Os seringais tiveram a mesma importância vital para a região Amazônica que os canaviais tiveram para o Nordeste e os cafezais para o Sudeste. Foram o sustentáculo da economia regional por décadas a fio, fonte de sustento de milhares de famílias naturais da Amazônia ou formadas com o advento da migração nordestina para a região. Nesse pequeno texto foram analisadas suas origens, estrutura e cotidiano.

Nos jornais de época – 1880/1900 – encontramos anúncios de venda e arrendamento de seringais e de contratação de trabalhadores para exercerem a penosa atividade da extração do látex e sua transformação em borracha. Os comerciantes Ramos, Couto, Barata & Cia, liquidando seus negócios em 1888, colocaram a venda um seringal no rio Inauini, “contando mais de oitocentas estradas de seringueiras, abertas e terreno explorado para mais de duzentas, tendo duas casas de sobrado cobertas de telha de barro, dois barracões cobertos de zinco e tres barracões de palha, alguma creação de gado vaccum, e muita plantação de arvores frutiferas” (A PROVÍNCIA DO AMAZONAS, 06/04/1888, p. 03). Em 1900, no início da expansão das atividades, a casa comercial de Pereira Júnior & Cia, localizada na rua dos Remédios (atual Miranda Leão), em Manaus, contratava cerca de 100 homens para trabalhar como seringueiros no rio Purus (AMAZONAS COMMERCIAL, 26/05/1900, p. 03). A importância dos seringais também pode ser verificada na imprensa humorística, como em uma “denúncia” divulgada pelo jornal A Lanceta, de Manaus: “Que um certo ex-empregado de uma importante casa commercial, está tentando adquirir o coração de uma pequena, só porque o papae, tem seringal e é baludo” (A LANCETA, 21/09/1912, p. 03).

---

§ **Instruções**
[1] Selecione e copie cada linha das entradas que contenha a palavra "trace", levando em conta a distinção entre maiúsculas e minúsculas.
[2] Estenda o texto sobre os seringais da Amazônia, prosseguindo a partir do ponto em que ele se encerra.

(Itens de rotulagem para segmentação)
---

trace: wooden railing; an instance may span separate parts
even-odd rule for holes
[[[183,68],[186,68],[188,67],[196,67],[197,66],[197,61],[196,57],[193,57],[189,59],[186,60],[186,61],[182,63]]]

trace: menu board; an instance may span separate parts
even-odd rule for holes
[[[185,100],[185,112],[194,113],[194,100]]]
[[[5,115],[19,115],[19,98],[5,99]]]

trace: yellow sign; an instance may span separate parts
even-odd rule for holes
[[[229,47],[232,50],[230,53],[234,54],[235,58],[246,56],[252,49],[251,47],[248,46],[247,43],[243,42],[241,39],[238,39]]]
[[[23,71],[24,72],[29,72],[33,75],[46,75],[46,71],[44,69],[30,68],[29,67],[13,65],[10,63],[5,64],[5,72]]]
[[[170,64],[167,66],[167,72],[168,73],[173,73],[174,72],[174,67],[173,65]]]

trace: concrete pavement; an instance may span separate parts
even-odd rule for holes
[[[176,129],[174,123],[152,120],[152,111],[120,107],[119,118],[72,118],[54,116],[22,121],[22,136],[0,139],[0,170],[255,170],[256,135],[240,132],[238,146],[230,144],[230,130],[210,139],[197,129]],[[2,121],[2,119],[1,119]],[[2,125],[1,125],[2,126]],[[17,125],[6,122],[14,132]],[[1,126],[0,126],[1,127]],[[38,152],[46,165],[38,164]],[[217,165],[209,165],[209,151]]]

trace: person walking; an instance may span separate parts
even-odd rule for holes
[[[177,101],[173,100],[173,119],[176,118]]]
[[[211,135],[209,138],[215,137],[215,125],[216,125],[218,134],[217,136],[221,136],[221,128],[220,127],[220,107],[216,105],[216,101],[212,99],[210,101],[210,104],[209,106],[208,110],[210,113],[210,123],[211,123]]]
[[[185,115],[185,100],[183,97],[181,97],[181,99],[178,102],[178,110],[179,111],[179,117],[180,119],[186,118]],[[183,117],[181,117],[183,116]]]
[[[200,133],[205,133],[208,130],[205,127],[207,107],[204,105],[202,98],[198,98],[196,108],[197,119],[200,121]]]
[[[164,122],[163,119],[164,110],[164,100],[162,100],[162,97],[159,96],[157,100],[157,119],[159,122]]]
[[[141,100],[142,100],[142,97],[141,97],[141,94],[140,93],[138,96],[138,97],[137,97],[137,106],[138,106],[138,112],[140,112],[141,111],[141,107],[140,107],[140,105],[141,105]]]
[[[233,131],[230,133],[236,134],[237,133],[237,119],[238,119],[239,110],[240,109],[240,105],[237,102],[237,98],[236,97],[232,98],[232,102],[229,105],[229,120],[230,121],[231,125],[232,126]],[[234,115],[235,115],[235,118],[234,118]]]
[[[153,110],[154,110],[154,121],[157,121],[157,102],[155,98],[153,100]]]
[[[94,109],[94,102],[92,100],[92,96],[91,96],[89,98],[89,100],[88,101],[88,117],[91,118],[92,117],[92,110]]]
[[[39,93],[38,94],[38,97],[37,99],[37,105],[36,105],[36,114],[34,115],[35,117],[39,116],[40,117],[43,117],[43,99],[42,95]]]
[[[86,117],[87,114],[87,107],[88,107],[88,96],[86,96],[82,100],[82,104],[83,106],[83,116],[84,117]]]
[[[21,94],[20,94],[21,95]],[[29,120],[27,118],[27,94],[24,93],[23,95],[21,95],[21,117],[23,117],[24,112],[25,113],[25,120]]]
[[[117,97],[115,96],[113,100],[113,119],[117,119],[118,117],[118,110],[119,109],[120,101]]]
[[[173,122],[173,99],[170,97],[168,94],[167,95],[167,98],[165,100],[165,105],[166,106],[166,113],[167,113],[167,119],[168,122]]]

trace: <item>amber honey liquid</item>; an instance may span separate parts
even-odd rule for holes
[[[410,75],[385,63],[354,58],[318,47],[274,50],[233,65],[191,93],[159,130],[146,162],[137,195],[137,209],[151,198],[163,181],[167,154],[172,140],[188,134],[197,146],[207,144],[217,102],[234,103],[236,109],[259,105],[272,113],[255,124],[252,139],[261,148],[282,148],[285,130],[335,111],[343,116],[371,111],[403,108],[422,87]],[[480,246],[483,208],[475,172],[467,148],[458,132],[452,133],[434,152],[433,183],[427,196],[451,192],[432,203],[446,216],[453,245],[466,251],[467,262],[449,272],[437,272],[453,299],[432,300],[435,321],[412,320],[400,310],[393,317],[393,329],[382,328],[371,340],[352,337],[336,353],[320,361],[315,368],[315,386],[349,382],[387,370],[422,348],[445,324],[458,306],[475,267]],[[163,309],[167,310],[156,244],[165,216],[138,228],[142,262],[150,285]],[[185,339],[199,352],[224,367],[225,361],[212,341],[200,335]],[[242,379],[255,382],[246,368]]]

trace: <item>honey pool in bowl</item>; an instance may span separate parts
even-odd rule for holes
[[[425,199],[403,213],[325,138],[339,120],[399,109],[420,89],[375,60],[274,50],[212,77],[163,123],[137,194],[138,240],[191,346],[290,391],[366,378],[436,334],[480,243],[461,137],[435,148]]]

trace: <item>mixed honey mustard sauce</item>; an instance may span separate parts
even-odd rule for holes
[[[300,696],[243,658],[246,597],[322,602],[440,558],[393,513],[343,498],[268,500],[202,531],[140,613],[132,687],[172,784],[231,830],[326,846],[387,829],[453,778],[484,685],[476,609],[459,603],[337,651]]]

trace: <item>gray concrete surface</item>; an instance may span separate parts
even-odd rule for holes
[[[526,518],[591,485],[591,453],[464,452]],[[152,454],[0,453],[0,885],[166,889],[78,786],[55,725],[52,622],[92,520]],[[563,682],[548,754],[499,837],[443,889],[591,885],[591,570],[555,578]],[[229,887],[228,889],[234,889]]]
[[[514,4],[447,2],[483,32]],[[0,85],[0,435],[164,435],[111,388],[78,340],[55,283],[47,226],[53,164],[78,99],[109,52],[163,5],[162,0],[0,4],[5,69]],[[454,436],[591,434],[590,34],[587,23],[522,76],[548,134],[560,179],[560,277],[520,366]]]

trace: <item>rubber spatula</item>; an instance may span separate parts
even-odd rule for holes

---

§ **Resultados por tarefa**
[1]
trace: wooden railing; an instance may span separate parts
trace: menu board; an instance may span separate parts
trace: yellow sign; an instance may span separate parts
trace: concrete pavement; an instance may span separate parts
trace: person walking; an instance may span separate parts
trace: <item>amber honey liquid</item>; an instance may span separate parts
trace: <item>honey pool in bowl</item>; an instance may span separate parts
trace: <item>mixed honey mustard sauce</item>; an instance may span separate parts
trace: <item>gray concrete surface</item>; an instance may span separate parts
trace: <item>rubber spatula</item>; an instance may span separate parts

[2]
Mas como surgiam os seringais? De acordo com o historiador Leandro Tocantins, em O rio comanda a vida (1968), eles eram fruto da iniciativa privada, empreendimentos particulares de ocupação do solo. “Se a zona oferecia quantidade de árvores produtoras de leite, aí lançavam os fundamentos da posse – a barraca, evolução do tapiri do índio”. Existia um código entre os aventureiros, o de se “respeitar” os seringais já ocupados. Isso nem sempre acontecia. Verificada a disponibilidade do terreno, prosseguia-se ao estabelecimento dos domínios com a construção do barracão, a residência do patrão, o seringalista. Essa construção, aponta Tocantins, teve a mesma função que a casa grande do Nordeste açucareiro, centralizando a vida econômica e social da unidade produtiva. Tocantins afirma que a ocupação era feita à margem do Estado, mas em periódicos e relatórios encontramos pedidos, demarcações e registros de posse conferidos pelo poder público.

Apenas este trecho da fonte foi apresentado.